- Opening Delimiter -

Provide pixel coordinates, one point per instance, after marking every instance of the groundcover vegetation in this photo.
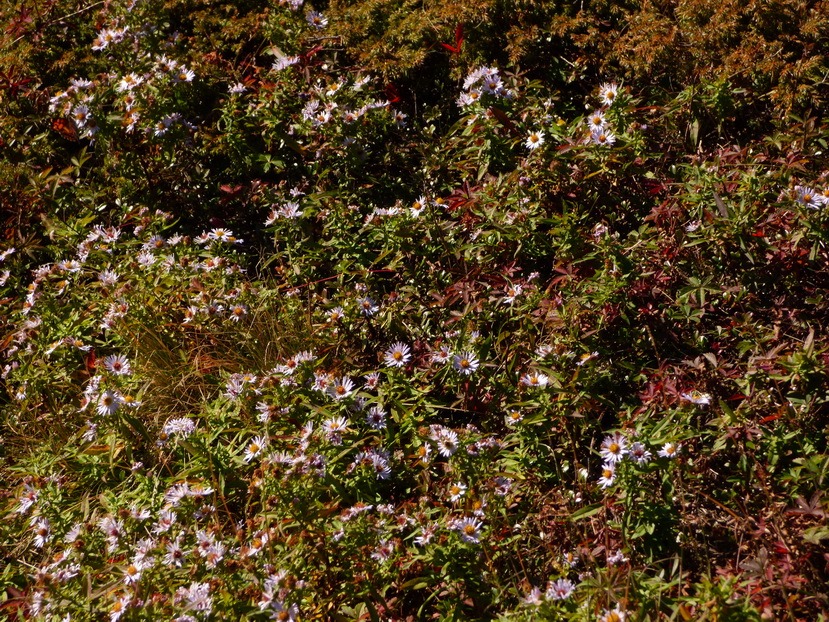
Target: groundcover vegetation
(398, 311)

- Closing Delimiter -
- Opening Delimiter -

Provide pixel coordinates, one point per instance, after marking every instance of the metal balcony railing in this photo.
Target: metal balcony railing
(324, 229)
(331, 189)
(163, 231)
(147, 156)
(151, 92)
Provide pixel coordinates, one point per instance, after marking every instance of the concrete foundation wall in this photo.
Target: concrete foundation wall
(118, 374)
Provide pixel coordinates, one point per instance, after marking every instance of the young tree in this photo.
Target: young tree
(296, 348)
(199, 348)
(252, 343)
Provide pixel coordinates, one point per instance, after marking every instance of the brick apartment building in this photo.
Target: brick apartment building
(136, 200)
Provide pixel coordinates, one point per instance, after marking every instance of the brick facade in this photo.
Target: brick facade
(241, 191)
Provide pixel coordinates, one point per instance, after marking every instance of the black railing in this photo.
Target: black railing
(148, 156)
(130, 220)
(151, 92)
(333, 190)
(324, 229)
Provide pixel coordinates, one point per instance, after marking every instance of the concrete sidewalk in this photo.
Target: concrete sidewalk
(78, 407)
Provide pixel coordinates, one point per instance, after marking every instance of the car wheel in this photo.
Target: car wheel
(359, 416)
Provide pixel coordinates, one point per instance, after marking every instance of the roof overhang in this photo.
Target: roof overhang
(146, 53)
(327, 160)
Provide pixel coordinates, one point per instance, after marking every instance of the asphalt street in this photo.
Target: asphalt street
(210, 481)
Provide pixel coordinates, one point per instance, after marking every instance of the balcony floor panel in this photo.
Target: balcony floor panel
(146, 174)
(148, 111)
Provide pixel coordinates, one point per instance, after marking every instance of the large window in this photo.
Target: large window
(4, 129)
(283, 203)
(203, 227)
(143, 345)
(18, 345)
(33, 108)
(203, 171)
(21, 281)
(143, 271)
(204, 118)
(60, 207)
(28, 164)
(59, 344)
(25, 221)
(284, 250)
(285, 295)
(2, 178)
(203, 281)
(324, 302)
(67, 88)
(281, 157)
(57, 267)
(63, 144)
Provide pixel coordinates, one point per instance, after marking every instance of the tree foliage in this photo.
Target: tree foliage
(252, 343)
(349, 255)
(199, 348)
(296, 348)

- Closing Delimiter -
- Opening Delimiter -

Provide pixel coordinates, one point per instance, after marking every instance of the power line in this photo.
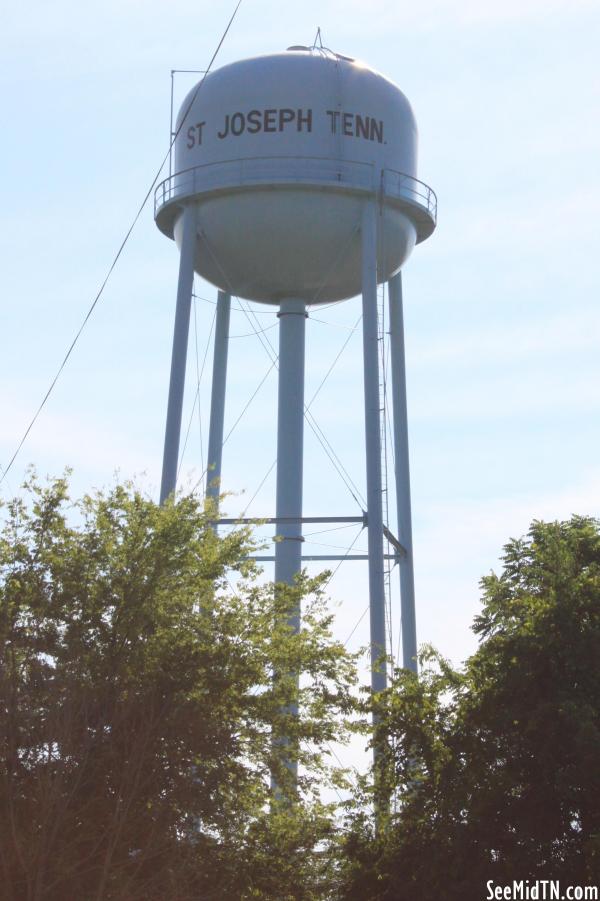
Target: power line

- Closing Delimiter -

▸ **Your goal**: Find the word "power" in the entries and show each line where it is found.

▸ **Response below**:
Provide pixel coordinates, one point per instance, after marking every instance of the power line in this photo.
Target: power line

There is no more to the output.